= Beginning of Section =
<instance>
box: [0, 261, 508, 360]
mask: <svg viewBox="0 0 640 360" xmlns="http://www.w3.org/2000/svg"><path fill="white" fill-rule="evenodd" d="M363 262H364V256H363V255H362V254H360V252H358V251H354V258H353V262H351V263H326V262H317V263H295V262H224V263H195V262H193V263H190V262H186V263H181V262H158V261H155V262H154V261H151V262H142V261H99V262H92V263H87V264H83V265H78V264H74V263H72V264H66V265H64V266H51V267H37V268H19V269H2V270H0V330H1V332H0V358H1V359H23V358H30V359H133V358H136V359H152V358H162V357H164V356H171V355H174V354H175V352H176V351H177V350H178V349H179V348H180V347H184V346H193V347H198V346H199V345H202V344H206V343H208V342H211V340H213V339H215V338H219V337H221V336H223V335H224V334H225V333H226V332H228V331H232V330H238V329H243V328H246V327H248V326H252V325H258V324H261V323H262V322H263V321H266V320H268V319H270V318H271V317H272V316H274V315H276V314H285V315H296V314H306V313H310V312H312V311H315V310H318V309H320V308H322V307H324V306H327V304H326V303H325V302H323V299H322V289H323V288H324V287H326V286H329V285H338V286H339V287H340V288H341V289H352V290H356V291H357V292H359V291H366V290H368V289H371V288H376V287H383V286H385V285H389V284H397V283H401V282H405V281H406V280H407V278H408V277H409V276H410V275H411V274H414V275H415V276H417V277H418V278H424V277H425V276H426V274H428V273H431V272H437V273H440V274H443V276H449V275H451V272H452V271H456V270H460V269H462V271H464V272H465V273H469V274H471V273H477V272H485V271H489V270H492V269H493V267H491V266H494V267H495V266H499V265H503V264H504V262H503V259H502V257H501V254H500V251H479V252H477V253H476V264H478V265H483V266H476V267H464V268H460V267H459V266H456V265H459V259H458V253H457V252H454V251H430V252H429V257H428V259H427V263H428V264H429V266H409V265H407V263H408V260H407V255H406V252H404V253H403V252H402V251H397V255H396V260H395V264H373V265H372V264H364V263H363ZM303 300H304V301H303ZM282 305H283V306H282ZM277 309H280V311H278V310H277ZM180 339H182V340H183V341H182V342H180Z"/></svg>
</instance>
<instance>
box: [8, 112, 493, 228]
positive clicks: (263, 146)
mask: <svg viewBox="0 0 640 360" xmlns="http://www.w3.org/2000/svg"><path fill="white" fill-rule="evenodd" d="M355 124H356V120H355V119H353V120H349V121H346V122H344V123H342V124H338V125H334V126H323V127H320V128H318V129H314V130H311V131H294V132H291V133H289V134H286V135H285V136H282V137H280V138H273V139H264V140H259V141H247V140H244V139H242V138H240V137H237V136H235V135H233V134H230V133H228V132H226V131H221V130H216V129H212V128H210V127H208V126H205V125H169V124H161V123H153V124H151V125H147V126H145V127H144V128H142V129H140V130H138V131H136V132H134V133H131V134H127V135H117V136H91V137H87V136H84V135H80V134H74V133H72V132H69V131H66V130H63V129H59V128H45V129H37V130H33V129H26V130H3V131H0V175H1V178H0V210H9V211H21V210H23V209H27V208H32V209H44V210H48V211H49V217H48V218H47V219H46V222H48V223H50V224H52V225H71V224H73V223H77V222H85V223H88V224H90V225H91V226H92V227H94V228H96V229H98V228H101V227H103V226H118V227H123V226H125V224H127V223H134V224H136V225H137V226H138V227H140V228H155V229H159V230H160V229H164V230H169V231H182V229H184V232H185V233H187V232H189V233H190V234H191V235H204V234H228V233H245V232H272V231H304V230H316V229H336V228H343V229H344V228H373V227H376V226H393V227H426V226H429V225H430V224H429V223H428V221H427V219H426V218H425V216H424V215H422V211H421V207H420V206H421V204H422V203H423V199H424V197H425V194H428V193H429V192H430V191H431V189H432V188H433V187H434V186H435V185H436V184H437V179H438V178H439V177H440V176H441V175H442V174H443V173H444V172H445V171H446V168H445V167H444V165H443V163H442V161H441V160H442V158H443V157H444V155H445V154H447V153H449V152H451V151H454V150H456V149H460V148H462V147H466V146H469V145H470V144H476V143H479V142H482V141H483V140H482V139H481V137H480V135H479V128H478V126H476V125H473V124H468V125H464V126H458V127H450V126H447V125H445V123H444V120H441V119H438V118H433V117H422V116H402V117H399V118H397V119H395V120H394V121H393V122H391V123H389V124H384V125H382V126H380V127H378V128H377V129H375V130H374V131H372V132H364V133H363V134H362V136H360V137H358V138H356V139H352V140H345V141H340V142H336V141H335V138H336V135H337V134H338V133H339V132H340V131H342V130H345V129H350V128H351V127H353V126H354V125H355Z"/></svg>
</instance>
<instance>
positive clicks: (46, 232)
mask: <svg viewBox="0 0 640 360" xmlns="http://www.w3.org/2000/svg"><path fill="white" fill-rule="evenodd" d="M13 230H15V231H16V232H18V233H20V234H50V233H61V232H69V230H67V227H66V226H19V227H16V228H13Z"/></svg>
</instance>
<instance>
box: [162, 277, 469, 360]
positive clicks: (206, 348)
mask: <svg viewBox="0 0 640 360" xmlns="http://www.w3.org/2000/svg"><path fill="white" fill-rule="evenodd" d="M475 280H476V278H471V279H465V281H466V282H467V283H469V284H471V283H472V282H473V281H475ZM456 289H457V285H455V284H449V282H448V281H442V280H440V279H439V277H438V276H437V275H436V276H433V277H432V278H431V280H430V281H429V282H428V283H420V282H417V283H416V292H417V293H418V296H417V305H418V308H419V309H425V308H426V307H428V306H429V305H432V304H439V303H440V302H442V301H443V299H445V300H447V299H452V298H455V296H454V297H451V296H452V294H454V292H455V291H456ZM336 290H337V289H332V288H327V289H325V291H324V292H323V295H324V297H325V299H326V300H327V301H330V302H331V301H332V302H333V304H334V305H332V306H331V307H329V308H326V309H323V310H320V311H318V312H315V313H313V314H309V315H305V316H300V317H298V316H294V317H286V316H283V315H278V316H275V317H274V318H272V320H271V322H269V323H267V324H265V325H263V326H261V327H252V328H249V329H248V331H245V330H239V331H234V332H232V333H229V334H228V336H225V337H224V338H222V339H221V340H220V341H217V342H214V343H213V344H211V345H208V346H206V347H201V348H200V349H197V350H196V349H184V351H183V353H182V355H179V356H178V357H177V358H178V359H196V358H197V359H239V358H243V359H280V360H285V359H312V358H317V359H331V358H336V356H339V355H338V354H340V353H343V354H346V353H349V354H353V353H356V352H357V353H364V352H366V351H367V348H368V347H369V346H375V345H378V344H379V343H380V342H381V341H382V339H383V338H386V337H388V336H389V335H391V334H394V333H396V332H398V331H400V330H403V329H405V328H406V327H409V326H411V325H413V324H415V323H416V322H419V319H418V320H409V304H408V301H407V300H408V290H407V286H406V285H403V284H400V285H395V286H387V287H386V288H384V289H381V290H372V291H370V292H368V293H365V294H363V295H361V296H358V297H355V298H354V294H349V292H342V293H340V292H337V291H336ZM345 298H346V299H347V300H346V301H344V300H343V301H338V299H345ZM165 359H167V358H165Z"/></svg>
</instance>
= End of Section =
WHAT YOU HAVE TO DO:
Write out the material above verbatim, starting at its first line and ending at the line containing "box: [8, 112, 493, 228]".

COMPLETED EXERCISE:
<instance>
box: [0, 261, 508, 360]
mask: <svg viewBox="0 0 640 360" xmlns="http://www.w3.org/2000/svg"><path fill="white" fill-rule="evenodd" d="M363 262H364V256H363V255H362V254H360V252H358V251H354V258H353V262H351V263H326V262H317V263H295V262H224V263H195V262H193V263H190V262H186V263H181V262H158V261H155V262H154V261H151V262H142V261H99V262H92V263H87V264H83V265H78V264H74V263H72V264H66V265H64V266H51V267H37V268H19V269H2V270H0V330H1V332H0V358H1V359H23V358H30V359H133V358H136V359H152V358H162V357H164V356H171V355H174V354H175V352H176V351H177V350H178V349H179V348H180V347H184V346H193V347H198V346H199V345H202V344H206V343H208V342H211V340H213V339H215V338H219V337H221V336H223V335H224V334H225V333H226V332H228V331H232V330H238V329H243V328H246V327H248V326H252V325H258V324H261V323H262V322H263V321H266V320H268V319H270V318H271V317H272V316H274V315H276V314H285V315H296V314H306V313H310V312H312V311H315V310H318V309H320V308H322V307H324V306H327V304H326V303H325V302H323V299H322V289H323V288H324V287H326V286H329V285H338V286H339V287H340V288H341V289H352V290H356V291H357V292H359V291H366V290H368V289H371V288H376V287H383V286H385V285H389V284H397V283H401V282H405V281H406V280H407V278H408V277H409V276H410V275H411V274H414V275H415V276H417V277H418V278H424V277H425V276H426V274H428V273H431V272H437V273H440V274H443V276H449V275H451V272H452V271H456V270H460V269H462V271H464V272H465V273H469V274H471V273H477V272H485V271H489V270H492V269H493V267H491V266H494V267H495V266H499V265H503V264H504V262H503V259H502V257H501V254H500V251H479V252H477V253H476V264H478V265H483V266H476V267H464V268H460V267H459V266H456V265H459V259H458V253H457V252H454V251H430V252H429V257H428V259H427V263H428V264H429V266H409V265H407V263H408V260H407V255H406V252H404V253H403V252H402V251H397V255H396V260H395V264H373V265H372V264H364V263H363ZM303 300H304V301H303ZM282 305H283V306H282ZM277 309H280V311H278V310H277ZM180 339H182V340H183V341H182V342H180Z"/></svg>
</instance>
<instance>
box: [8, 112, 493, 228]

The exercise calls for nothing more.